Custom Colloquia
As the feedback concerning last year's custom colloquia was very enthusiastic, we again offer the opportunity to participate in this format. In order to reduce the complexity of the registration process we will send out a separate form for registration for custom colloquia.
All participants, especially PhD students, have the opportunity to propose a colloquium on a topic of their choice during the registration phase. The HeiCAD team will then assemble groups of researchers from related disciplines to form discussion and tutorial groups.
All participants will be invited to participate in one of the colloquia. We will suggest group assignments that bring together researchers from different working groups, career stages and backgrounds, so the colloquia will also be a great opportunity for all participants to network and get to know researchers from across HeiCAD!
Planned Custom Colloquia
Host: Ran Yu
Informational Web search plays a critical role in how people acquire knowledge about the world. While search engines excel at delivering relevant results for well-established topics, they still struggle when users seek information about emerging topics—those that are new, fast-evolving, and often lack established terminology or high-quality, authoritative content. This colloquium explores the limitations of current information retrieval (IR) systems in addressing such challenges and invites discussion on what kinds of topics remain difficult to support in contemporary search technologies.
Drawing on my ongoing project EmergentIR-Information Retrieval and Fusion for Emerging Topics, we investigated how today's IR systems are fundamentally designed around stable, well-represented topics and data sources: historical queries, click-through logs, authoritative link graphs, and structured background knowledge (e.g., Wikipedia, Google Knowledge Graph). These dependencies make them vulnerable in the face of sparse, volatile, and sometimes misleading information, which is typical for emerging topics such as new technologies, societal movements, or unfolding crises.
In our research, we work with multilingual web content, search systems, and user search behavior logs to better understand and model these gaps. Our methodological approach includes topic detection, robust document retrieval and ranking in sparse data contexts, and the generation of summaries aimed at improving user knowledge gain.

* _Dataset section_:
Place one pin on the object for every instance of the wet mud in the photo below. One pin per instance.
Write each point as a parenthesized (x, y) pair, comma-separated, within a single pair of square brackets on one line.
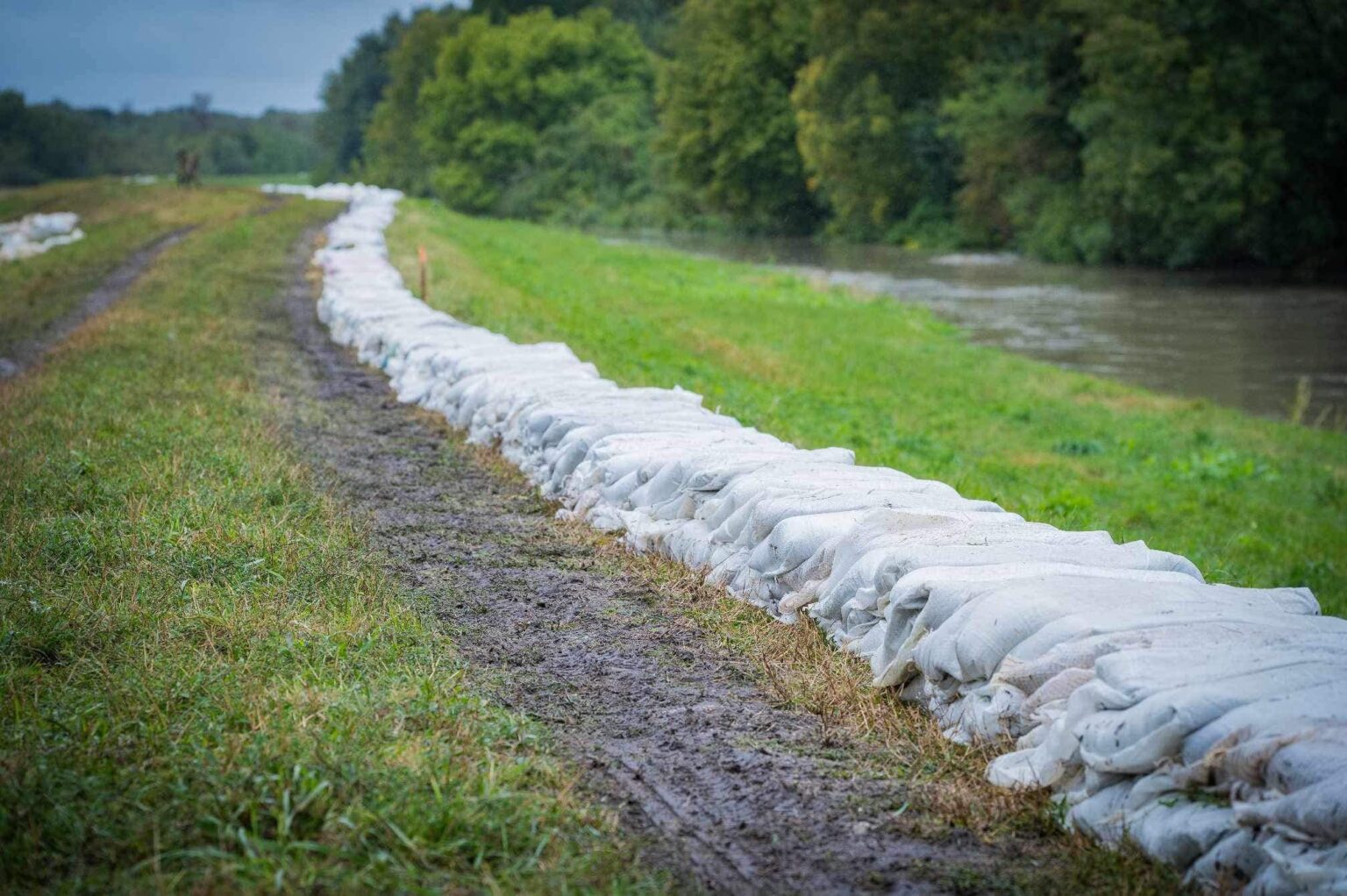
[(716, 783)]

* _Exercise A_:
Answer these questions from the custom colloquia page:
(i) Which participants does it single out as especially having the opportunity to propose a colloquium?
(ii) Who is named as host of the planned colloquium?
(iii) What two examples of structured background knowledge does it give?
* _Exercise B_:
Do these statements agree with the custom colloquia page? Give yes or no for each, with the deciding words quoted from it.
(i) Registration for custom colloquia uses the same form as the general registration.
(ii) The HeiCAD team groups researchers from related disciplines.
(iii) The research described works only with English-language web content.

* _Written reply A_:
(i) PhD students
(ii) Ran Yu
(iii) Wikipedia and Google Knowledge Graph

* _Written reply B_:
(i) No: "we will send out a separate form for registration for custom colloquia"
(ii) Yes: "The HeiCAD team will then assemble groups of researchers from related disciplines to form discussion and tutorial groups."
(iii) No: "we work with multilingual web content"